**** READING PASSAGE ****

Crossroad Meditation

This evening the brakes on my motorcycle squeaked to a halt behind the white stop line at the end of my street. Desert in front of me all the way across to the university. Left, or right. It took me about three minutes to decide. It wasn’t so much as deciding where to go as it was deciding what to do. It gave me an amusing image of where my life stands right now. Here sits Devo, in the saddle of the motorcycle he bought after his first tournament victory in 2006. He hasn’t ridden it in weeks because he’s been out of town. There’s a big piece of him who wants to turn right, head straight for the highway, and ride. Perhaps to Berkley, immediately, to see Dave Matthews and Michael Franti with Seebs this weekend. Perhaps to see Court in North Carolina, then to Borgata, up to Minnesota, and then back to Vegas. Perhaps south to Patagonia via the Pan American trail.

Then there’s a little piece that wants to go straight to Fausto’s, get my carne asada burrito, and come back home – because I haven’t been home in weeks.

**** DATA EXCERPTS ****

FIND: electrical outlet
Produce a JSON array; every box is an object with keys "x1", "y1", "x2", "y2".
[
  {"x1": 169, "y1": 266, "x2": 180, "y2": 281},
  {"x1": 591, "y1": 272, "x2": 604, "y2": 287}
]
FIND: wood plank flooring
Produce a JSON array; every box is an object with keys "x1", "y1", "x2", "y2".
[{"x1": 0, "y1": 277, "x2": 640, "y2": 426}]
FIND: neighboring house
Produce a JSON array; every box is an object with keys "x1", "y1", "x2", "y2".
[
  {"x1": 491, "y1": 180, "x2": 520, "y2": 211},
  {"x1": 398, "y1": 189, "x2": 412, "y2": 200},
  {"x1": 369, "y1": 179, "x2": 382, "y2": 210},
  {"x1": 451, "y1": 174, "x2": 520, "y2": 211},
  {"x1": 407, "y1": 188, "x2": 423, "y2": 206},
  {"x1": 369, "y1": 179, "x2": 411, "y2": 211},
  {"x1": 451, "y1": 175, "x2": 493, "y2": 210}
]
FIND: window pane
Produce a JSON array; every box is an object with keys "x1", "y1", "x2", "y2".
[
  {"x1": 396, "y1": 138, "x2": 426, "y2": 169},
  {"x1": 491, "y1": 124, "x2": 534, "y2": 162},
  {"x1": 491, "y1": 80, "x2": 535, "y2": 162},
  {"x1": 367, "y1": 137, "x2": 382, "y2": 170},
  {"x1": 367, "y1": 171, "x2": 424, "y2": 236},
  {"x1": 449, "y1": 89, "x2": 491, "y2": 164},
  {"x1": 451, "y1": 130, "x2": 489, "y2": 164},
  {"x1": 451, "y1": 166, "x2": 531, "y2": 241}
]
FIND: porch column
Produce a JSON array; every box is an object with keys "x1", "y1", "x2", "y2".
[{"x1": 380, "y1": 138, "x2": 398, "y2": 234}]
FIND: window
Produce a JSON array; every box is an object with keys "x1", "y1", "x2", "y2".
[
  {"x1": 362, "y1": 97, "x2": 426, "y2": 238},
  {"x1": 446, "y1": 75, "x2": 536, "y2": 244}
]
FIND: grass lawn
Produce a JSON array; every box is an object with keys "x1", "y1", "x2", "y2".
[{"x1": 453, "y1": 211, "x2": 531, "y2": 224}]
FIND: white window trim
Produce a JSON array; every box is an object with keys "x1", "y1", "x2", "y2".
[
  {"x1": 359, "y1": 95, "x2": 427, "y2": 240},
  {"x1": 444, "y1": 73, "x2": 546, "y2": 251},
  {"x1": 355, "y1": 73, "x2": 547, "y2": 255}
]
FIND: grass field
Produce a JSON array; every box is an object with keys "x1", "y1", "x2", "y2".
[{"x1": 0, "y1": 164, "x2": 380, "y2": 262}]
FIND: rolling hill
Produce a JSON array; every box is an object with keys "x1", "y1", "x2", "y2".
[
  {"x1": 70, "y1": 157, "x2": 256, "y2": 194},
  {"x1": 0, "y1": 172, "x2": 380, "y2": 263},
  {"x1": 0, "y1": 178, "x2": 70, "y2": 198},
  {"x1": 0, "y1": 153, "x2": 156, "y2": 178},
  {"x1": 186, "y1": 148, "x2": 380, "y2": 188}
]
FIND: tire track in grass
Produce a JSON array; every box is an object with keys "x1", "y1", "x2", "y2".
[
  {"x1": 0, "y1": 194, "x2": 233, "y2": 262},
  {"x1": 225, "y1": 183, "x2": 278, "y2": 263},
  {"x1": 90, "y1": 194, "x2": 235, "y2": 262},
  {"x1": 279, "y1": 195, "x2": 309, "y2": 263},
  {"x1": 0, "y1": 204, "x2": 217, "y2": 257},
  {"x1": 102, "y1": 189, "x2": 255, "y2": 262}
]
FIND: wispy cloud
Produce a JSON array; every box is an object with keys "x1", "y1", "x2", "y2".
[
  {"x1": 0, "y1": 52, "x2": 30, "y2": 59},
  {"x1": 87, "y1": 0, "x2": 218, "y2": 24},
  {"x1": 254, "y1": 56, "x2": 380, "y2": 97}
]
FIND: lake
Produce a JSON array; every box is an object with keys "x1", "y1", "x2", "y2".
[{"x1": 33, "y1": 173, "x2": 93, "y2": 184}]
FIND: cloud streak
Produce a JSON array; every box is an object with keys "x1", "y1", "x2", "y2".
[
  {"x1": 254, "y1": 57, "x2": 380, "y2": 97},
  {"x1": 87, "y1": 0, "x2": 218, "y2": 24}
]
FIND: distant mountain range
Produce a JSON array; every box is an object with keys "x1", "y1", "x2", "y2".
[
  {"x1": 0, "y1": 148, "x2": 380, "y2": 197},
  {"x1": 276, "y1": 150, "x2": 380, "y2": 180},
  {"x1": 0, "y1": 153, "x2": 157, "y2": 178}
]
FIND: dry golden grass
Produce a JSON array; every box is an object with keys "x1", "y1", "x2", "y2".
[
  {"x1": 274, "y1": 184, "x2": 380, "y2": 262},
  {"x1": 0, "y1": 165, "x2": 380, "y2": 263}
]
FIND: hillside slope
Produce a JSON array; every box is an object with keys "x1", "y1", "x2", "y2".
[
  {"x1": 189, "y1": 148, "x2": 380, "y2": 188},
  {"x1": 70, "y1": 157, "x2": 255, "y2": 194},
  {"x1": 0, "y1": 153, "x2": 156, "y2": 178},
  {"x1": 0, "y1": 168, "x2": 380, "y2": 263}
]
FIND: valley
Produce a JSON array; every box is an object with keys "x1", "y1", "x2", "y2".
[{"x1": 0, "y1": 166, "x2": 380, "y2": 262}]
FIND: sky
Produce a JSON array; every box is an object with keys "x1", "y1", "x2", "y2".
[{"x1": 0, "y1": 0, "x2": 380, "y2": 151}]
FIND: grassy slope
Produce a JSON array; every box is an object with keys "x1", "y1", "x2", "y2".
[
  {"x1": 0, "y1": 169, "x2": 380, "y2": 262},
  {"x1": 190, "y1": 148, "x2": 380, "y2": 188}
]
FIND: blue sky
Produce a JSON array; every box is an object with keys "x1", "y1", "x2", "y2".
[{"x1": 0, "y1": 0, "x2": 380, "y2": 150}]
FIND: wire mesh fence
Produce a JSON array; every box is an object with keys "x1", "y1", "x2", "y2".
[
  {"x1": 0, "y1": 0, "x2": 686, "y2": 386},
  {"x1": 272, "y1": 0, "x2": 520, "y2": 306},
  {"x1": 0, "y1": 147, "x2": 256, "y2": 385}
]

****

### WORK REQUIRED
Resume the crossroad meditation piece after its final sentence, keeping its first-person voice.

### ANSWER TO THE EXERCISE
I’ve been feeling really unsettled lately. This one is deeper than my usual desires for spontaneous travel. I’ve been in a funk for quite a while and haven’t really known how or what to write about. I’ve been much more quiet and contemplative lately, for almost a month now.

The 10 year anniversary of my father’s death was August 10th. I did a really good job of hiding it from conversation and thoughts – but I think they’re poisoning my moods lately. Between that and looking back over the summer, wondering where it went and what I did with it, I’m pretty displeased in myself.

I’ve been wandering nomadic ever since my father passed. From group to group to group of friends to college, to Colorado, to Minnesota, to Vegas, and to all the random places I’ve since I’ve been here. Behind me a wake of failed relationships; with a wife, a church, and many others.

For the record, this isn’t a depressing list of regrets or even a depressing blog. I’ve just been thinking a ton lately. I can’t blame myself – I’ve honestly tried to do the best and be the best man that I can possibly be in those ten years. I’m very proud of the story that I’ve put together, of the life that I am leading, of the opportunities that I have had in the past and will have in the future.

But, I feel older. I went to Laughlin with all the boys two and a half weeks ago. 6 of us went down, went out first night, all of us lost all of our money ($2500 here, $2k in another spot, and another $2k between the rest of em). We had like $300 for six of us day two. It didn’t keep them from drinking until 8am, but I only made it to 2:30am. I wasn’t ever really in the swing of the party.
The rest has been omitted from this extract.